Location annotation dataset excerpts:
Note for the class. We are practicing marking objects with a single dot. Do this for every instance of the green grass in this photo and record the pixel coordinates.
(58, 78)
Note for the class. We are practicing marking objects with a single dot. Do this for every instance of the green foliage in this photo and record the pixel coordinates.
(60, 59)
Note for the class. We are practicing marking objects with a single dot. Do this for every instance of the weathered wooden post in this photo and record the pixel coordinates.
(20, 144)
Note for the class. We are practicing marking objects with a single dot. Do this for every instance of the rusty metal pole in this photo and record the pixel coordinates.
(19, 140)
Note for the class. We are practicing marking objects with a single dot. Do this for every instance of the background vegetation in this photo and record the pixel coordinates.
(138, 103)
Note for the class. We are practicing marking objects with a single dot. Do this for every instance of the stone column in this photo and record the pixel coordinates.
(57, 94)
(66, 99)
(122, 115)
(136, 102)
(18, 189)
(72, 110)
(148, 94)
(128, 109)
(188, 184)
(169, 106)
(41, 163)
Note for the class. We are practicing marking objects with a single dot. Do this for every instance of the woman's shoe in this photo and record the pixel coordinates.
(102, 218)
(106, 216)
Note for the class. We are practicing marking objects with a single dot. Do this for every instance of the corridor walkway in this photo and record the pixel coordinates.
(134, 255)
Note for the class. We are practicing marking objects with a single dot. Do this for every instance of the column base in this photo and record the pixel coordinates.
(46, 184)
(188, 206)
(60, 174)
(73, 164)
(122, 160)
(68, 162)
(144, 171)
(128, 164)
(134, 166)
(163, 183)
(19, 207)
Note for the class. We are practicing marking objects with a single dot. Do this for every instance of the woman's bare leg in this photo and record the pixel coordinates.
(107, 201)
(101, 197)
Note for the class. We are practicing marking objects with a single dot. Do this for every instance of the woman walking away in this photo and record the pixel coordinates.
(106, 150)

* Short problem:
Repeat the records starting at the line containing "the woman walking" and ending at the end of the records, with the requests included. Decrease every coordinate in the answers by 105.

* Expected answer:
Note for the class. We are practicing marking objects with a single dot. Do this for every instance of the woman walking away in this photo and record the pixel coordinates.
(1, 45)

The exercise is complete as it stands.